TEXTE À LIRE>

C’était quelques mois avant le mouvement #agressionnondénoncée, né dans la foulée de l’affaire Ghomeshi, qui a libéré une certaine parole et fait voir à ceux qui en doutaient que cette culture, hélas, n’est pas une invention.

En 2017, d’autres vagues de dénonciations ont suivi dans le sillon de l’affaire Weinstein et du mouvement #moiaussi. Ici comme aux États-Unis, des enquêtes journalistiques ont mené à des procès et d’importants débats de société.

Il y a eu un éveil des consciences et des actions politiques. Des têtes sont tombées. Beaucoup, aussi, se sont juste cachées dans le sable.

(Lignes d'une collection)
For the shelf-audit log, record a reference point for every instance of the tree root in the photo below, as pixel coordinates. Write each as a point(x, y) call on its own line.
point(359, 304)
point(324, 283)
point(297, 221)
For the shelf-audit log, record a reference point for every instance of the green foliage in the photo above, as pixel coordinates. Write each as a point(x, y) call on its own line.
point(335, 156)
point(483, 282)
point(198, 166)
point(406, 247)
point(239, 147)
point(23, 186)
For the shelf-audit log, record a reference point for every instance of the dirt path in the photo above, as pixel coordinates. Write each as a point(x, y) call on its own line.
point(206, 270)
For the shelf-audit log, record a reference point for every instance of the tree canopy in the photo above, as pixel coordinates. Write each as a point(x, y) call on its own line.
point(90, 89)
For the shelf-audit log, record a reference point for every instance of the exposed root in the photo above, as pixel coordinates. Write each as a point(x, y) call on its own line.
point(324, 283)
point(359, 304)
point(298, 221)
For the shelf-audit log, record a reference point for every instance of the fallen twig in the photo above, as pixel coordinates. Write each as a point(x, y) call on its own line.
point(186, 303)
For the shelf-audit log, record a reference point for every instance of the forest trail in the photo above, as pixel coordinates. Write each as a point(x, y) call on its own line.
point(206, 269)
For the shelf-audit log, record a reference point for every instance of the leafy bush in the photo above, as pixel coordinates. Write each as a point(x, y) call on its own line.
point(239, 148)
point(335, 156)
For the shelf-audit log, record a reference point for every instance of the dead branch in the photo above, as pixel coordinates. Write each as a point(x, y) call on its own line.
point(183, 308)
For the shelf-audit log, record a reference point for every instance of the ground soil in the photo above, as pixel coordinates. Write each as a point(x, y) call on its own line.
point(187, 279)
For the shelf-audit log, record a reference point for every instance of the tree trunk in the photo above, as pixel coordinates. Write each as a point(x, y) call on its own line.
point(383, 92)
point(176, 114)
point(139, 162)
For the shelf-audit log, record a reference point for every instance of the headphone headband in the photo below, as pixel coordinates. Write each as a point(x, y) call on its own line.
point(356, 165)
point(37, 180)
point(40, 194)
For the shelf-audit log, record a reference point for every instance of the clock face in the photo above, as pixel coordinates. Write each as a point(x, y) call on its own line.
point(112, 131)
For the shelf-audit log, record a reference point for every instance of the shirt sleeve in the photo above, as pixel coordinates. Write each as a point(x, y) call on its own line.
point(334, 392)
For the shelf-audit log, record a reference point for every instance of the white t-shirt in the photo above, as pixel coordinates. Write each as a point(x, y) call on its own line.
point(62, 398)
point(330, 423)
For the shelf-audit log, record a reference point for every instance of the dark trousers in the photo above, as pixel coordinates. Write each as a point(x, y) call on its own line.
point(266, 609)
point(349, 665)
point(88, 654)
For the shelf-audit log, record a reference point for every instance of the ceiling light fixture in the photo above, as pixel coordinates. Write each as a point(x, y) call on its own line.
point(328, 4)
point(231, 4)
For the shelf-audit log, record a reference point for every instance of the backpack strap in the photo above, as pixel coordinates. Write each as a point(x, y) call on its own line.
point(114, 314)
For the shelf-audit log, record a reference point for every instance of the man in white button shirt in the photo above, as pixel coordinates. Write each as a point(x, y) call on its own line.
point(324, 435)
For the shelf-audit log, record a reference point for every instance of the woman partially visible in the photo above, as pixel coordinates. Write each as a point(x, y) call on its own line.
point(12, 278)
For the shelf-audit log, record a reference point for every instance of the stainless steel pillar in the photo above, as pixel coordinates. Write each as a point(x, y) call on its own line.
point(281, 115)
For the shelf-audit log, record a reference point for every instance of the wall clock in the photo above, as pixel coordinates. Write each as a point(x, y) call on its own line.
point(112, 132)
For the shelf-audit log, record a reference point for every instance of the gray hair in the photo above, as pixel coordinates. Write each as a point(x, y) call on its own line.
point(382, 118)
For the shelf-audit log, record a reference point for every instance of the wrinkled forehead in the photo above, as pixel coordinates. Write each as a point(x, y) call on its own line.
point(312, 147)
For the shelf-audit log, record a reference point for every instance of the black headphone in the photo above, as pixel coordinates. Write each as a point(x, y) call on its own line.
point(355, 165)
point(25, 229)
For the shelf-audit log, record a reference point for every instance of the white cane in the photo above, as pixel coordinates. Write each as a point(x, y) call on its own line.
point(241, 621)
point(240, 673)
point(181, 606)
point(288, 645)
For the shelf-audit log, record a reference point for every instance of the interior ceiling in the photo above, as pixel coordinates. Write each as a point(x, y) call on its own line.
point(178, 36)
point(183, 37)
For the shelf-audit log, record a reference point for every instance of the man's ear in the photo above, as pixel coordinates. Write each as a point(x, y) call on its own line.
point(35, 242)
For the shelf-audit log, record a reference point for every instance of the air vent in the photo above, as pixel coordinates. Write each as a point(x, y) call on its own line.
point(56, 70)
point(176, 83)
* * *
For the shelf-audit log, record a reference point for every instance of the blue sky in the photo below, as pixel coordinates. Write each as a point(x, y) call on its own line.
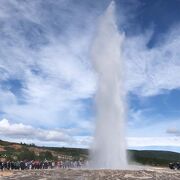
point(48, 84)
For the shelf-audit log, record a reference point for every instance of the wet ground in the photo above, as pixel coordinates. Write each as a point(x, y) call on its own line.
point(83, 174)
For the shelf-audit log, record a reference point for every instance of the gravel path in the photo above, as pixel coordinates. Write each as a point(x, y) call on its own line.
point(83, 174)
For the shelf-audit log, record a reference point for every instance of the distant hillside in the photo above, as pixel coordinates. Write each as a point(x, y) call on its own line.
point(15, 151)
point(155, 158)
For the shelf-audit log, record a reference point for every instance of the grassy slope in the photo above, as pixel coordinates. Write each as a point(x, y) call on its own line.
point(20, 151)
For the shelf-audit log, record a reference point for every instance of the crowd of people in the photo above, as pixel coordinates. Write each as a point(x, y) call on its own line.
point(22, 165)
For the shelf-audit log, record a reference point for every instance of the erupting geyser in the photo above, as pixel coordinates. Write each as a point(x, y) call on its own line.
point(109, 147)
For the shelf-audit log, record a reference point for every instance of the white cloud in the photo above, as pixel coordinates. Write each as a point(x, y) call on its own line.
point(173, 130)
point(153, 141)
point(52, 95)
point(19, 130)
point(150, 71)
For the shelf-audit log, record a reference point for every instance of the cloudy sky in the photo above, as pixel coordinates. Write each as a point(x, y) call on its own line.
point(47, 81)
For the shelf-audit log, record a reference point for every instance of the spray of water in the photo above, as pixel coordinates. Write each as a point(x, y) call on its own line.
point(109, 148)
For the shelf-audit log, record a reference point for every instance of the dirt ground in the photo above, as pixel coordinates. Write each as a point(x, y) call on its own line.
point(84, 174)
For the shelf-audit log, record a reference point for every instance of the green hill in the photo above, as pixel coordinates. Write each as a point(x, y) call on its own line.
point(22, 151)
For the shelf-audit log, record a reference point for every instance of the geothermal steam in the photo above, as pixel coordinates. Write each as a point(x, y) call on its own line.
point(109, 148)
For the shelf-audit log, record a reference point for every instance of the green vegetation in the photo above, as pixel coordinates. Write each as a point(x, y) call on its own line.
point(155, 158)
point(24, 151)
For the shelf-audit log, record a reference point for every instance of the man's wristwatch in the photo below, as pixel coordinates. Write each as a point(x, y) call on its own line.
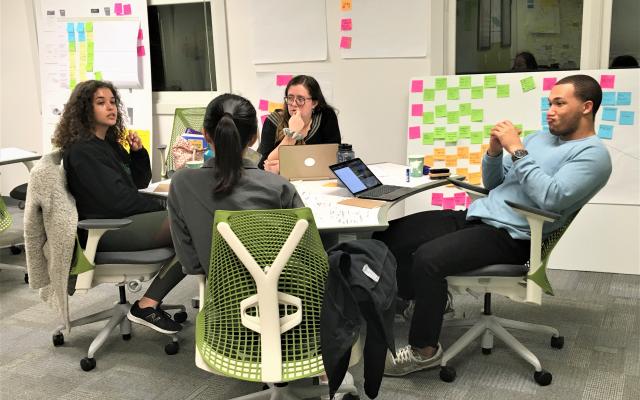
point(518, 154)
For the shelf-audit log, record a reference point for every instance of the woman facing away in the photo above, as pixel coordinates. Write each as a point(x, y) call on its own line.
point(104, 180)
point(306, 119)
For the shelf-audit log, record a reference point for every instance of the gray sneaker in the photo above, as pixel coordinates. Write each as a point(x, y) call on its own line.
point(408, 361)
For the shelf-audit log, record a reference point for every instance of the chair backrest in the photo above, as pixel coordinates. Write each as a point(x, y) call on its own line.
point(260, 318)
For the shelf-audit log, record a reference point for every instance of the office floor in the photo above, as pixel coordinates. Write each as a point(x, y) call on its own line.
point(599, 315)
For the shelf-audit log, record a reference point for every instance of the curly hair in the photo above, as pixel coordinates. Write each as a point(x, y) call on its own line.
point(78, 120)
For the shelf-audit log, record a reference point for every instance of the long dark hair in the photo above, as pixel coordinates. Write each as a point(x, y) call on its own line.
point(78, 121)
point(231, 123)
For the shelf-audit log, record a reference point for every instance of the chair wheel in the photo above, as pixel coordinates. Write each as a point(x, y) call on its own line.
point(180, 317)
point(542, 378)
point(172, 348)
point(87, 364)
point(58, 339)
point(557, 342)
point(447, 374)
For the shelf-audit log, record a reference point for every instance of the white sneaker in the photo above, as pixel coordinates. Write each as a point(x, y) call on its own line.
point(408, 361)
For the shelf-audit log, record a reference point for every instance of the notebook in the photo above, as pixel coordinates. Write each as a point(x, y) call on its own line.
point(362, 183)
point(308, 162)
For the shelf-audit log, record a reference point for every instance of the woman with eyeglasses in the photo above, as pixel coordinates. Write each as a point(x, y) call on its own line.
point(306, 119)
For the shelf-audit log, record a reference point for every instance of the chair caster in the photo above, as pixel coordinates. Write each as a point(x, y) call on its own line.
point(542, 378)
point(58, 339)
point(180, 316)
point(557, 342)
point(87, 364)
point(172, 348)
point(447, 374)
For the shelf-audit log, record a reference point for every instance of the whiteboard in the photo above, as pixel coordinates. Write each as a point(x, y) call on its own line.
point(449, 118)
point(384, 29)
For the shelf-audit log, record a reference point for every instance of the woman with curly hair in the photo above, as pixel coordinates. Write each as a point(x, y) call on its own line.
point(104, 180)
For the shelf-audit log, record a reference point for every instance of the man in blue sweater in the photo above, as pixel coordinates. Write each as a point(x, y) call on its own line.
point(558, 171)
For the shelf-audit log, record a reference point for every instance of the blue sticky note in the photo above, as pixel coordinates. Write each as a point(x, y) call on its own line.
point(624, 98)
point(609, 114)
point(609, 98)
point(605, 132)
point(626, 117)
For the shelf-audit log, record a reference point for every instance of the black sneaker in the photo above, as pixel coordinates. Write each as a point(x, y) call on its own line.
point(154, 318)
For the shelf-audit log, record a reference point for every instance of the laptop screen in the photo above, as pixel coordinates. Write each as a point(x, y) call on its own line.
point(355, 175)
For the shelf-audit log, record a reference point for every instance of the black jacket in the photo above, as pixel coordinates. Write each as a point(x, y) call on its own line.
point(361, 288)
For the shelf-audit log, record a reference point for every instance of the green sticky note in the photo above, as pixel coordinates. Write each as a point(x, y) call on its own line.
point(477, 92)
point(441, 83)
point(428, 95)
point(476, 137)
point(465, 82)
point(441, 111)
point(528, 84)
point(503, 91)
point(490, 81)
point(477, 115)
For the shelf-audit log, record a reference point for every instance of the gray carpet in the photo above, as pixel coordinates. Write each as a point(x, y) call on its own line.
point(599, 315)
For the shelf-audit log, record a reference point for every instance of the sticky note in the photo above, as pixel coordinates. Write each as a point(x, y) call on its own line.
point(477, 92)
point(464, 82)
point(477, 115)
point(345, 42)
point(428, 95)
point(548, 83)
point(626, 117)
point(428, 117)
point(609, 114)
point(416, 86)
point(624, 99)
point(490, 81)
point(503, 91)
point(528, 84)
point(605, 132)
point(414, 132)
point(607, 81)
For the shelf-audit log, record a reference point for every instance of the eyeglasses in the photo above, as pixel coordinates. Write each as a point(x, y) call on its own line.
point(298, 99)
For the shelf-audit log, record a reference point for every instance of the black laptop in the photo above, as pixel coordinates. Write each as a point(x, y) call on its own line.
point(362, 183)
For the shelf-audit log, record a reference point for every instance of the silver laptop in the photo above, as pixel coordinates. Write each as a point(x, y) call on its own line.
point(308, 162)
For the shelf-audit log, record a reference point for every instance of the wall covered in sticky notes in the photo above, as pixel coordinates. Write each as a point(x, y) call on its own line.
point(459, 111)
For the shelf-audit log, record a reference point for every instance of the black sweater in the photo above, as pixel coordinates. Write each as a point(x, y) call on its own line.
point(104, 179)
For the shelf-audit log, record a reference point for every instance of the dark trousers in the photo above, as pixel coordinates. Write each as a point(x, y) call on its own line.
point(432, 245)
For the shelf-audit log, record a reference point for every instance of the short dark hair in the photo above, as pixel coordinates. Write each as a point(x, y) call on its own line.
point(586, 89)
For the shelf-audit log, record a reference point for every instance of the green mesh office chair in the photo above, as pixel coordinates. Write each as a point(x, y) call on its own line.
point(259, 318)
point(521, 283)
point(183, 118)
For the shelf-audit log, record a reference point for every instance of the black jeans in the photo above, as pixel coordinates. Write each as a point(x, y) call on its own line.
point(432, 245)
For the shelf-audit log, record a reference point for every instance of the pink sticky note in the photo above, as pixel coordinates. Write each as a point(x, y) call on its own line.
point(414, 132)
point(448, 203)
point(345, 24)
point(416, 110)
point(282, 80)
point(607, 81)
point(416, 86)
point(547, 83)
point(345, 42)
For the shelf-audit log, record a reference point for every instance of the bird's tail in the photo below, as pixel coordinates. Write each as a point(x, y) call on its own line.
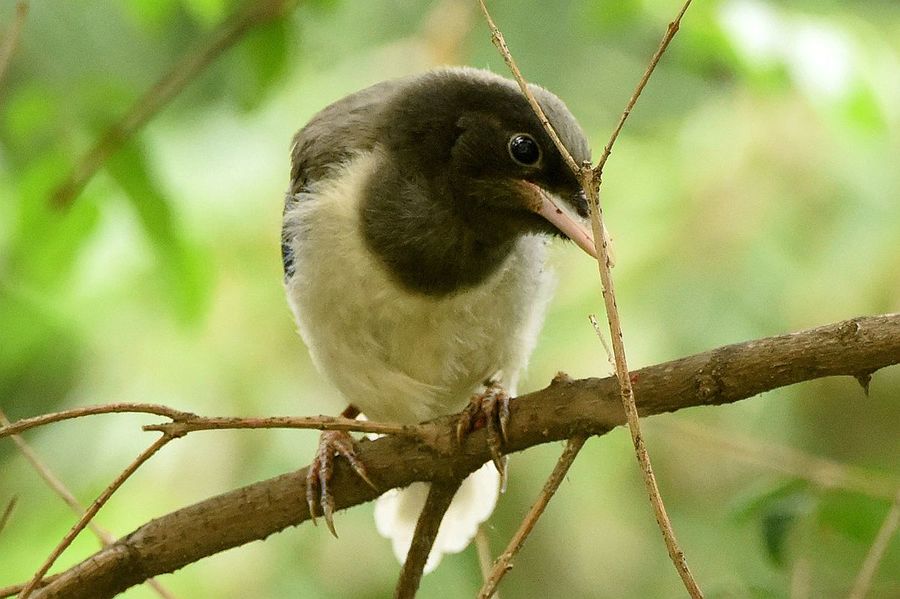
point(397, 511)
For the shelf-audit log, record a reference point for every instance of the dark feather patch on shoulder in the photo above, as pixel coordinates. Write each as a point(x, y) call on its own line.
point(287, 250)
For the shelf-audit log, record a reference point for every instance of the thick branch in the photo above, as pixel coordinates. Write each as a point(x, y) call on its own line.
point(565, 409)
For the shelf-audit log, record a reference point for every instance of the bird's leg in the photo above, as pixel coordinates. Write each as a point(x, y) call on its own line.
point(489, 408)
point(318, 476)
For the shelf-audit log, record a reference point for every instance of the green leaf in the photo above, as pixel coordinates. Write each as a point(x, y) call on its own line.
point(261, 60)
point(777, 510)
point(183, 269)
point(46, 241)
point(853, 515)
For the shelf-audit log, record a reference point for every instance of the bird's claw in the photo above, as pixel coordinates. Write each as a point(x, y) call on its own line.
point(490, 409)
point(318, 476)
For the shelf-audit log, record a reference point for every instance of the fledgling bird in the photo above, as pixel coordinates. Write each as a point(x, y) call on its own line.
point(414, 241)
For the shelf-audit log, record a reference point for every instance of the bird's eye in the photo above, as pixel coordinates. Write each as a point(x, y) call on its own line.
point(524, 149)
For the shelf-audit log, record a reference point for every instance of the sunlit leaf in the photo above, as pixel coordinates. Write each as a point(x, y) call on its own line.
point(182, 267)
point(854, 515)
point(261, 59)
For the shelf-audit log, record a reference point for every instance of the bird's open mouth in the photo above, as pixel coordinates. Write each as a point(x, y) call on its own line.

CONSIGNE A>
Répondez à ces questions sur le texte à lire :
(i) Dans la foulée de quelle affaire le mouvement #agressionnondénoncée est-il né ?
(ii) En quelle année d'autres vagues de dénonciations ont-elles suivi ?
(iii) À quoi des enquêtes journalistiques ont-elles mené ?
CONSIGNE B>
Dites si chaque affirmation concorde avec le texte à lire, par oui ou par non, en citant les mots qui tranchent :
(i) En 2017, de nouvelles vagues de dénonciations ont suivi l'affaire Weinstein.
(ii) Les enquêtes journalistiques n'ont eu lieu qu'aux États-Unis.
(iii) Le texte présente cette culture comme une invention.
CONSIGNE C> Recopiez tout le texte à lire, depuis « En 2017, d’autres » jusqu'à « débats de société. ».
Les lignes n'ont aucun rôle ici.

RÉPONSE A>
(i) L'affaire Ghomeshi.
(ii) En 2017.
(iii) À des procès et d'importants débats de société.

RÉPONSE B>
(i) Oui : « En 2017, d’autres vagues de dénonciations ont suivi dans le sillon de l’affaire Weinstein »
(ii) Non : « Ici comme aux États-Unis, des enquêtes journalistiques ont mené à des procès »
(iii) Non : « cette culture, hélas, n’est pas une invention »

RÉPONSE C>
En 2017, d’autres vagues de dénonciations ont suivi dans le sillon de l’affaire Weinstein et du mouvement #moiaussi. Ici comme aux États-Unis, des enquêtes journalistiques ont mené à des procès et d’importants débats de société.